►
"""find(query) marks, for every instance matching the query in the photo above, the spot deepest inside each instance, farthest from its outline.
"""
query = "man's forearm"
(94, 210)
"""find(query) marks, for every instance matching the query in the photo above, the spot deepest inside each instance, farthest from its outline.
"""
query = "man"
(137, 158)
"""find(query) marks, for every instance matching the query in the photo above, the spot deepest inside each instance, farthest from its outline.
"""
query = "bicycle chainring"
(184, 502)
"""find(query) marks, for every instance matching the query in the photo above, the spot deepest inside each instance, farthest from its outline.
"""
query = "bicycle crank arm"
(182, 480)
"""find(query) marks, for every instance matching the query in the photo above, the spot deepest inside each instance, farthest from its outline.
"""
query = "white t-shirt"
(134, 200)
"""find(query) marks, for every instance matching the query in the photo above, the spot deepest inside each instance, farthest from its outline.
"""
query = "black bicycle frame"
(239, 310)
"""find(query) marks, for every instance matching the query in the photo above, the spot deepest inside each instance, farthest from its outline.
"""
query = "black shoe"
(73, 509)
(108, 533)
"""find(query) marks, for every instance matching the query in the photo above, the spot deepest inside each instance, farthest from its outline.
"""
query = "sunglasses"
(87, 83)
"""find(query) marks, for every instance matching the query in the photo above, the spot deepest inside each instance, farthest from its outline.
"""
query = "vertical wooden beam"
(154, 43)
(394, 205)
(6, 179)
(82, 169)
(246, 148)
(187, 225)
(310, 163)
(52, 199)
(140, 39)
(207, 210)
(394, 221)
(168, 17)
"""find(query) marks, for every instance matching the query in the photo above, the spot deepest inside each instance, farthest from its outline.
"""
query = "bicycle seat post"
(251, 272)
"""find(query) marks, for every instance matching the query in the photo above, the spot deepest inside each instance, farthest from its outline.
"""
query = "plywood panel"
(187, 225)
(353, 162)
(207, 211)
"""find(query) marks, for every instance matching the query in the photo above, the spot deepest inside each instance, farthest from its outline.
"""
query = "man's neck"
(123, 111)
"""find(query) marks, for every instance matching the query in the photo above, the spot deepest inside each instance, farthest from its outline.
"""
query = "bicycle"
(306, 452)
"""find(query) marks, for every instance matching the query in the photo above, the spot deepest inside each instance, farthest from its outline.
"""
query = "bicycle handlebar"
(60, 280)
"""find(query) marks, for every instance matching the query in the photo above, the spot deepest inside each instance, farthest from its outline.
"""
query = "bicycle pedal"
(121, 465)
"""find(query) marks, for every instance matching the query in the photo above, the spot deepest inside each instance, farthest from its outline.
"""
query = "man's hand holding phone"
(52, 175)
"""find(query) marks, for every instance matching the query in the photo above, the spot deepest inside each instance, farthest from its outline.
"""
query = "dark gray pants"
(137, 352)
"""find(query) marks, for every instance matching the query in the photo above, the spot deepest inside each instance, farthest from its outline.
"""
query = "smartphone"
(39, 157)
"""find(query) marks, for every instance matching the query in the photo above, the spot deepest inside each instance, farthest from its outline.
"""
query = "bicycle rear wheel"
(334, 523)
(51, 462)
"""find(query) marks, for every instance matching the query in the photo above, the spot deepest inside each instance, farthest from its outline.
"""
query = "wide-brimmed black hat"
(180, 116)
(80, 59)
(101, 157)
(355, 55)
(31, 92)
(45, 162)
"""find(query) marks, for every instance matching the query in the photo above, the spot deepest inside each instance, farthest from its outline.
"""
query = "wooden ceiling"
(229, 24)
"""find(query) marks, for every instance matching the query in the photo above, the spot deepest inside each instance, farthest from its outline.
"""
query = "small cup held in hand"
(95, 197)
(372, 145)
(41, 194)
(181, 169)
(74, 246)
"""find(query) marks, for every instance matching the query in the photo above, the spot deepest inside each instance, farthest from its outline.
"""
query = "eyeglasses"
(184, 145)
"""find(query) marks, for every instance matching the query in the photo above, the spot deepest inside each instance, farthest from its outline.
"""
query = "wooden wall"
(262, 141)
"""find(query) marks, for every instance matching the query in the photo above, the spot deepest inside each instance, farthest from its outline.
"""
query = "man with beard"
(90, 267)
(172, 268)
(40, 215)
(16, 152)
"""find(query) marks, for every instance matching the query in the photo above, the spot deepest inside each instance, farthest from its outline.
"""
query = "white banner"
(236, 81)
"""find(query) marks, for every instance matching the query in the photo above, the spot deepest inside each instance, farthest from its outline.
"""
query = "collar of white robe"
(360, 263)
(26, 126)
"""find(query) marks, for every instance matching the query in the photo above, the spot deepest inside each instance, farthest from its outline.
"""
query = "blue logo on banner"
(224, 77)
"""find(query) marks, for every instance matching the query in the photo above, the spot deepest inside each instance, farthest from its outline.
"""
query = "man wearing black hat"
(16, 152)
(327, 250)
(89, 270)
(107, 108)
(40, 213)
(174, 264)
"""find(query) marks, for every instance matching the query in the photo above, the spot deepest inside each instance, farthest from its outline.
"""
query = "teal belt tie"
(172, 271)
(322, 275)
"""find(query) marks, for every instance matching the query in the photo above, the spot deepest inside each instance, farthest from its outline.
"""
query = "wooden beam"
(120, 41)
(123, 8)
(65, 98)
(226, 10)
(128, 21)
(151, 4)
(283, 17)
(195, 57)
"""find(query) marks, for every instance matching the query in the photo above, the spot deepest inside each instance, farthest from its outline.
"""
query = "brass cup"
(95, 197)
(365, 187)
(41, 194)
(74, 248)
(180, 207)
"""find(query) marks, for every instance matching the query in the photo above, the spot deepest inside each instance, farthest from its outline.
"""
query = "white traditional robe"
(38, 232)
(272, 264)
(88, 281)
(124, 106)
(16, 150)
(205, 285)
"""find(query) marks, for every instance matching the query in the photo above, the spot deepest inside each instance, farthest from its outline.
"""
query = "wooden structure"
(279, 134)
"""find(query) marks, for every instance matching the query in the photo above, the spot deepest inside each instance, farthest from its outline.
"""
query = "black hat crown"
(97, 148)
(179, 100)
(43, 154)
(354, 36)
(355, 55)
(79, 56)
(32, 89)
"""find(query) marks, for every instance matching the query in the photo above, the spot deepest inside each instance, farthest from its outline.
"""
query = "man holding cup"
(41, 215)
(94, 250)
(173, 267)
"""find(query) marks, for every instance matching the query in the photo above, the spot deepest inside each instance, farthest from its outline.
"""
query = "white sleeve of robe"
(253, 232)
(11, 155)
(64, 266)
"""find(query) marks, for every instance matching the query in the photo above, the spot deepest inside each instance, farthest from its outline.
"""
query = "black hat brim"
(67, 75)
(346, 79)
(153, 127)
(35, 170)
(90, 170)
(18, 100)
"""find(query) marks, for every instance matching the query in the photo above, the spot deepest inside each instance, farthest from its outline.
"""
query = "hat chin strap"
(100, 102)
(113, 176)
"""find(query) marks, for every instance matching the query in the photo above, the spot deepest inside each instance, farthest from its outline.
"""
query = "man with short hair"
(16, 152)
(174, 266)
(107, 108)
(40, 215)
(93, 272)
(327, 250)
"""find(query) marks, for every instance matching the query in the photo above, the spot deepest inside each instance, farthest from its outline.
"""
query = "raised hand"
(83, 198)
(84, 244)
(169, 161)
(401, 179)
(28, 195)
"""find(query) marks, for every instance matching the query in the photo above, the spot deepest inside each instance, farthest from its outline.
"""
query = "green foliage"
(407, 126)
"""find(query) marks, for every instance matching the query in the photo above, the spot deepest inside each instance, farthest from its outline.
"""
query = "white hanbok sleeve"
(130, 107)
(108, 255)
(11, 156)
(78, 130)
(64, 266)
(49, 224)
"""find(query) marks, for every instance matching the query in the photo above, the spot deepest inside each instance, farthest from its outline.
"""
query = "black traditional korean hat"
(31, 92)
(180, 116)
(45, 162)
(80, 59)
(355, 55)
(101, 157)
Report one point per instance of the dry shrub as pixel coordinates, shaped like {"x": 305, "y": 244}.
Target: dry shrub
◄
WORK ORDER. Where a line above holds the string "shrub", copy that line.

COMPLETED TASK.
Report one point per instance of the dry shrub as pixel coordinates, shaped like {"x": 305, "y": 244}.
Target: dry shrub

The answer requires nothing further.